**Task item:**
Reproduce exactly, from the data that follows, the line with "Phrase: stepping stone path", the line with "Phrase: dark water surface", and every line that lies between them.

**Point localization data:**
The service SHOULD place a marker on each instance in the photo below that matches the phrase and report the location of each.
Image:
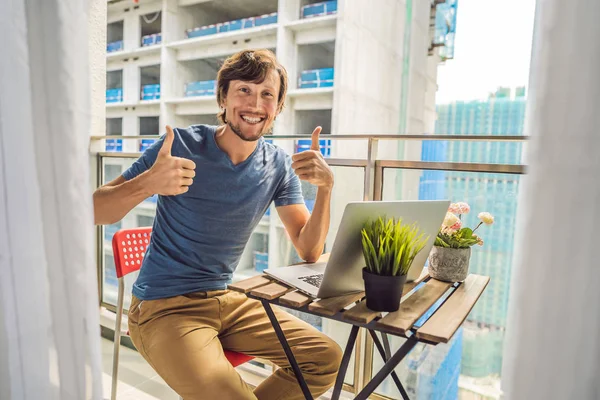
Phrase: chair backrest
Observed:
(129, 248)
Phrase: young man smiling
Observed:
(214, 186)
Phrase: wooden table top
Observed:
(431, 309)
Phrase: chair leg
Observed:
(117, 342)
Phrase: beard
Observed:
(238, 131)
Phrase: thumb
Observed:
(315, 139)
(165, 150)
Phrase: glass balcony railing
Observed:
(485, 172)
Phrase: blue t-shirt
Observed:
(198, 237)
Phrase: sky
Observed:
(492, 49)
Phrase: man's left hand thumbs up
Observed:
(310, 165)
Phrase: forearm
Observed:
(311, 240)
(112, 203)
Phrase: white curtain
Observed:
(553, 337)
(49, 320)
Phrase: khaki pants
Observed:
(183, 338)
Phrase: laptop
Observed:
(342, 273)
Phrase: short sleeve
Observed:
(145, 161)
(289, 191)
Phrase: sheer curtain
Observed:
(553, 347)
(49, 320)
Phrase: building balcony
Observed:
(483, 172)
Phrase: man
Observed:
(214, 186)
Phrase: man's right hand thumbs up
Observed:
(165, 150)
(170, 176)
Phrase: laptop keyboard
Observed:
(314, 280)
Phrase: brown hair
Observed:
(249, 66)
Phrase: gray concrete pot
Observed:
(449, 265)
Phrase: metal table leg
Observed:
(385, 353)
(339, 380)
(287, 350)
(387, 368)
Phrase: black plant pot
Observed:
(383, 292)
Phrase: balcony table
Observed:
(430, 312)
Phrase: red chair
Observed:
(129, 248)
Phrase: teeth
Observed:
(251, 120)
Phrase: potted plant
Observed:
(450, 255)
(389, 248)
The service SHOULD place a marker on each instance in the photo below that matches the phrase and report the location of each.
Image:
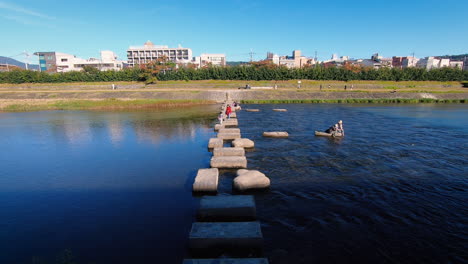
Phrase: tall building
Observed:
(150, 52)
(209, 59)
(63, 62)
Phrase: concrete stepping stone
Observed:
(231, 162)
(250, 179)
(228, 136)
(276, 134)
(243, 143)
(227, 207)
(206, 180)
(227, 261)
(230, 123)
(204, 235)
(229, 130)
(215, 143)
(228, 152)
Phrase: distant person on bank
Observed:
(220, 118)
(228, 111)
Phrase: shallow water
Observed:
(115, 187)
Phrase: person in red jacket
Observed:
(228, 111)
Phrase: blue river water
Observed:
(115, 187)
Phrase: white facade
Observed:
(67, 62)
(150, 52)
(207, 59)
(434, 63)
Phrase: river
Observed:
(115, 187)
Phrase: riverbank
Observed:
(327, 85)
(96, 96)
(105, 104)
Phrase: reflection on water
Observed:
(115, 187)
(394, 190)
(112, 187)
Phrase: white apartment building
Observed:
(294, 61)
(63, 62)
(434, 63)
(209, 59)
(150, 52)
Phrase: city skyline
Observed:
(234, 27)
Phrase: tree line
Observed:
(154, 73)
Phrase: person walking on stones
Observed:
(220, 118)
(228, 111)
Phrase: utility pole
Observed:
(251, 53)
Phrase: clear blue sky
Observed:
(353, 28)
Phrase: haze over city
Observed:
(352, 28)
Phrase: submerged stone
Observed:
(206, 180)
(250, 179)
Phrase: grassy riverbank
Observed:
(106, 104)
(351, 101)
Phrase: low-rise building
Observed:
(206, 59)
(149, 52)
(63, 62)
(294, 61)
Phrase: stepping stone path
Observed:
(225, 234)
(230, 162)
(215, 143)
(243, 143)
(228, 136)
(228, 152)
(206, 180)
(276, 134)
(241, 232)
(250, 179)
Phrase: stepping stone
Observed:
(276, 134)
(227, 261)
(215, 143)
(230, 123)
(206, 180)
(228, 136)
(243, 143)
(206, 235)
(228, 152)
(227, 207)
(233, 162)
(229, 130)
(250, 179)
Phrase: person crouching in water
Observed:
(220, 118)
(228, 111)
(340, 128)
(331, 129)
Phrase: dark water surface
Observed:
(115, 187)
(111, 187)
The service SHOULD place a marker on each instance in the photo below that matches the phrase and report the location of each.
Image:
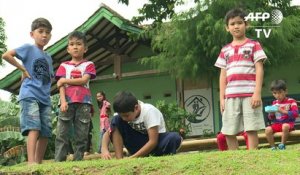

**Answer box:**
Phrase: stepping stone path
Observed:
(225, 234)
(230, 162)
(215, 143)
(243, 143)
(228, 136)
(228, 152)
(206, 180)
(276, 134)
(241, 232)
(250, 179)
Phrase: stepping stone
Observed:
(276, 134)
(227, 261)
(215, 143)
(230, 123)
(206, 180)
(228, 136)
(243, 143)
(206, 235)
(228, 152)
(227, 207)
(233, 162)
(229, 130)
(250, 179)
Phrase: person crouching in water
Observed:
(220, 118)
(228, 111)
(340, 128)
(331, 129)
Phrase: dark water surface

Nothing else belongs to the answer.